(Beginning of Data extract)
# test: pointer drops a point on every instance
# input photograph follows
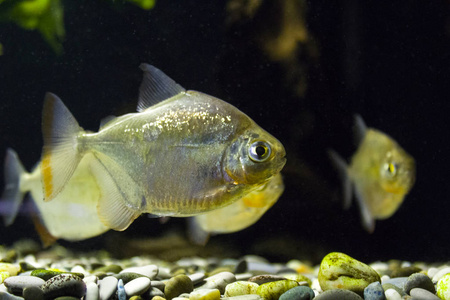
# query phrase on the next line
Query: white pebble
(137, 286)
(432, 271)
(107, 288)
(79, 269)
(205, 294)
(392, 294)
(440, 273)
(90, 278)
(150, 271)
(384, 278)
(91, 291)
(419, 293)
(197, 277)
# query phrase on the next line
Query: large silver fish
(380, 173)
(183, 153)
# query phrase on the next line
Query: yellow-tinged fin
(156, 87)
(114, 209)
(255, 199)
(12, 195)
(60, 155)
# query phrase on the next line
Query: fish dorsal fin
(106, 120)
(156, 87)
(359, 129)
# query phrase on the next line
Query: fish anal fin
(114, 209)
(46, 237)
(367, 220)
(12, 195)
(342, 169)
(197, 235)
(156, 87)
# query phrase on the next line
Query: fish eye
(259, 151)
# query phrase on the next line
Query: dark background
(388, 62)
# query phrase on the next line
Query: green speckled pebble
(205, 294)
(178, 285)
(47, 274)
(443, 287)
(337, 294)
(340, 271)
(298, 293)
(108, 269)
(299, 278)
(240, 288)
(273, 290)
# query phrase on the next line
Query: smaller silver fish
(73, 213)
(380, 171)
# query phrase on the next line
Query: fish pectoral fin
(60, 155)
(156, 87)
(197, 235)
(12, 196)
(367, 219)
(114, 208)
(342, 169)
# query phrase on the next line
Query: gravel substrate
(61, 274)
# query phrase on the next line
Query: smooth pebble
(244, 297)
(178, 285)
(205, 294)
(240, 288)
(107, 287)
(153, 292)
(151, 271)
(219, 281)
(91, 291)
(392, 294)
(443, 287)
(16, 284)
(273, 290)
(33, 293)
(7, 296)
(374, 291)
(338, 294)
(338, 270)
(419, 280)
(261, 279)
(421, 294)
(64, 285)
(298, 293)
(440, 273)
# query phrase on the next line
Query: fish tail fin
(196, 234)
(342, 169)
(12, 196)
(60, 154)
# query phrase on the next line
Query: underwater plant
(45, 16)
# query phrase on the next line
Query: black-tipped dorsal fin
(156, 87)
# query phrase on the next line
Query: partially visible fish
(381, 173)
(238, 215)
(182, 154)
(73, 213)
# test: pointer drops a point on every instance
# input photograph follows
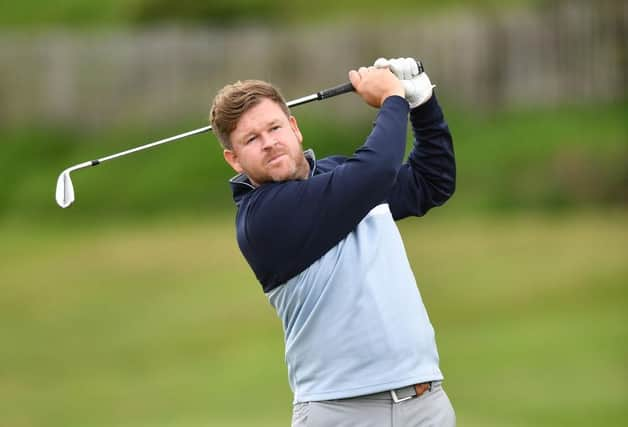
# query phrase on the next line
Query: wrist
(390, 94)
(End of Data extract)
(Beginning of Data extract)
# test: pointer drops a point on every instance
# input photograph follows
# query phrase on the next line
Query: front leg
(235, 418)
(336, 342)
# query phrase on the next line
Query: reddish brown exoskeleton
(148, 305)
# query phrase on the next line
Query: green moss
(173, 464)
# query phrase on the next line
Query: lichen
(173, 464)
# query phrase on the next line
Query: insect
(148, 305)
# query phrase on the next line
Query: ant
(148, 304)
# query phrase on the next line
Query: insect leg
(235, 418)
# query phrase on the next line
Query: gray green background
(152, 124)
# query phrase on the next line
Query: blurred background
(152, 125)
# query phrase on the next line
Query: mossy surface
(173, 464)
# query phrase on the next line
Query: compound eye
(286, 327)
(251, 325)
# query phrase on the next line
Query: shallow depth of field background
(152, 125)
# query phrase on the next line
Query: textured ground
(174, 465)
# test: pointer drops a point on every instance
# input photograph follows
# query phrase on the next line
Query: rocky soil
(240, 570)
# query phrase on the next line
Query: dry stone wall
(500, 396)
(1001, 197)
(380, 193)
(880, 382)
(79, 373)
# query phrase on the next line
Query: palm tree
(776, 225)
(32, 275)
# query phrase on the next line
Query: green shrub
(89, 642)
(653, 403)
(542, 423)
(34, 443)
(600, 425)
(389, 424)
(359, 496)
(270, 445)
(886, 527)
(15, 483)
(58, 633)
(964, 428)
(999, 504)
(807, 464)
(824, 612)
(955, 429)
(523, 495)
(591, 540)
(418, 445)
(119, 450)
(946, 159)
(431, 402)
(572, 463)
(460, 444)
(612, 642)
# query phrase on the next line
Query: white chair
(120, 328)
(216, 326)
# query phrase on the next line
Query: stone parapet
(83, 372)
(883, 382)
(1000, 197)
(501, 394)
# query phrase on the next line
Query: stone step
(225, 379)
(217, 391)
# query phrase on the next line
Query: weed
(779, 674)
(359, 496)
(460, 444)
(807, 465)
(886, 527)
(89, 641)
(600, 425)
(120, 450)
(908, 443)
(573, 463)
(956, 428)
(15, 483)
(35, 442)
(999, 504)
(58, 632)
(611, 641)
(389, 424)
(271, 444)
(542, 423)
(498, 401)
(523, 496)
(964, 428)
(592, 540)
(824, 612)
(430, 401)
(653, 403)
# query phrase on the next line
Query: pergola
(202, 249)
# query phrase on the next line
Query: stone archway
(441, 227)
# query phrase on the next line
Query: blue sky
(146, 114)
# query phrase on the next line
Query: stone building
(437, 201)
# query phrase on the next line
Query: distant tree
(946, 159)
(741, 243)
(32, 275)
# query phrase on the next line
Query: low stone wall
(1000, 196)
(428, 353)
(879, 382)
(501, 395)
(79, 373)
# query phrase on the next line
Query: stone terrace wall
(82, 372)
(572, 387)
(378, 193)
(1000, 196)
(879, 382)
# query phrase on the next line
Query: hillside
(End of Data extract)
-- Description of the task --
In the entries above, find the line with "Query: weed" and the line with "Query: hillside", then set down exactly those two and every line between them, nothing else.

-- Reply to the task --
Query: weed
(779, 674)
(359, 496)
(460, 444)
(807, 465)
(886, 527)
(89, 641)
(600, 425)
(120, 450)
(908, 443)
(573, 463)
(956, 428)
(15, 483)
(35, 442)
(999, 504)
(58, 632)
(611, 641)
(389, 424)
(271, 444)
(542, 423)
(498, 401)
(523, 496)
(964, 428)
(592, 540)
(824, 612)
(430, 401)
(653, 403)
# query phrase on the next line
Query: pergola
(202, 249)
# query phrase on the next line
Query: stone archway
(441, 227)
# query phrase on the next line
Query: blue sky
(146, 114)
# query phrase on the next line
Query: stone building
(437, 201)
# query phrase on the next line
Query: distant tree
(946, 159)
(741, 243)
(32, 275)
# query phrase on the next line
Query: low stone wall
(1000, 196)
(428, 353)
(879, 382)
(501, 395)
(79, 373)
# query phrase on the next line
Query: stone terrace wall
(82, 372)
(572, 387)
(378, 193)
(1000, 196)
(879, 382)
# query phrase on the next line
Query: hillside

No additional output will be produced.